--- SET TASKS ---
- 1) Using the article on Jeff Sessions and due process, explain in one to three sentences why "Lock her up" chants were a frequent feature of Donald Trump's 2016 campaign rallies.
- 2) Write a continuation of the article on Jeff Sessions and due process, starting right after its final sentence.

--- DOCUMENT SECTION ---

▼▼▼

Jeff Sessions, Head Federal Prosecutor, Remembers That Due Process Exists
Nice to see that the nation's top law enforcement officer is aware of "innocent until proven guilty."

Attorney General Jeff Sessions says he should have reminded a group of high school students about due process after they called for Hillary Clinton's imprisonment.
Sessions was delivering a speech on Tuesday at the Turning Point USA High School Leadership Summit in Washington, D.C., when the students started chanting, "Lock her up," referring to Clinton. Sessions repeated the phrase, laughed, and said, "I heard that a long time over the last campaign," before going back to his speech. "Lock her up" chants were a frequent feature of then-candidate Donald Trump's 2016 campaign rallies, as many conservatives were upset that Clinton wasn't prosecuted for using a private email server during her tenure as secretary of state.
At a press conference today, Sessions was asked about his response to the students' chant. "I perhaps should have taken a moment to advise them" that "you're presumed innocent until cases are made," he replied.

▲▲▲

--- DATASET EXTRACT ---
▼▼▼

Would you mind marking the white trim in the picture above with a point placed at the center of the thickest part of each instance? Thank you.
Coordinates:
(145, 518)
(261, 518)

▲▲▲

--- ANSWERS BELOW ---
- 1) Many conservatives were upset that Hillary Clinton had not been prosecuted for using a private email server while she was secretary of state. The chants at Trump's rallies expressed that anger.

- 2)
AG Sessions on echoing a "lock her up!" chant earlier this week: "I perhaps should have taken a moment to advise them that … you're presumed innocent until cases are made." pic.twitter.com/f909WUIC18
— NBC News (@NBCNews) July 26, 2018
It's encouraging to see that the attorney general of the United States knows due process exists. Those accused of a crime are innocent until proven guilty in a court of law, which the high schoolers chanting "lock her up" would have done well to remember. And though Sessions didn't actually join in on the chant (as some in the mainstream media seemed to imply), it wasn't a good look for him to act so amused. Due process rights should have nothing to do with politics, and as the country's top law enforcement officer, Sessions certainly shouldn't be laughing at the idea of a former political foe facing jail time without a trial.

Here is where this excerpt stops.